## [Extracted information]
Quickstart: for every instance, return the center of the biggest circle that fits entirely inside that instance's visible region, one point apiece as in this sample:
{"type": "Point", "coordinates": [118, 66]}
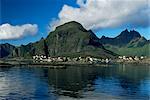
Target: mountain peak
{"type": "Point", "coordinates": [68, 25]}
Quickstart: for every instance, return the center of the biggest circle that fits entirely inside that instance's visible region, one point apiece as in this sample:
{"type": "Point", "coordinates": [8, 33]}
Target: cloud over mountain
{"type": "Point", "coordinates": [97, 14]}
{"type": "Point", "coordinates": [8, 31]}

## [Your task]
The records above should be returned word for word, with every picture left out.

## [Task answer]
Quickstart: for every instance, return the center of the biggest circle that fits entirely inside that instance's visible region, one point apiece as in this sample:
{"type": "Point", "coordinates": [118, 66]}
Target: mountain peak
{"type": "Point", "coordinates": [68, 25]}
Quickstart: for every instance, return the center of the biggest circle that fits entirely inside that instance's visible region, one point apiece as in this sample:
{"type": "Point", "coordinates": [8, 33]}
Target: cloud over mountain
{"type": "Point", "coordinates": [97, 14]}
{"type": "Point", "coordinates": [8, 31]}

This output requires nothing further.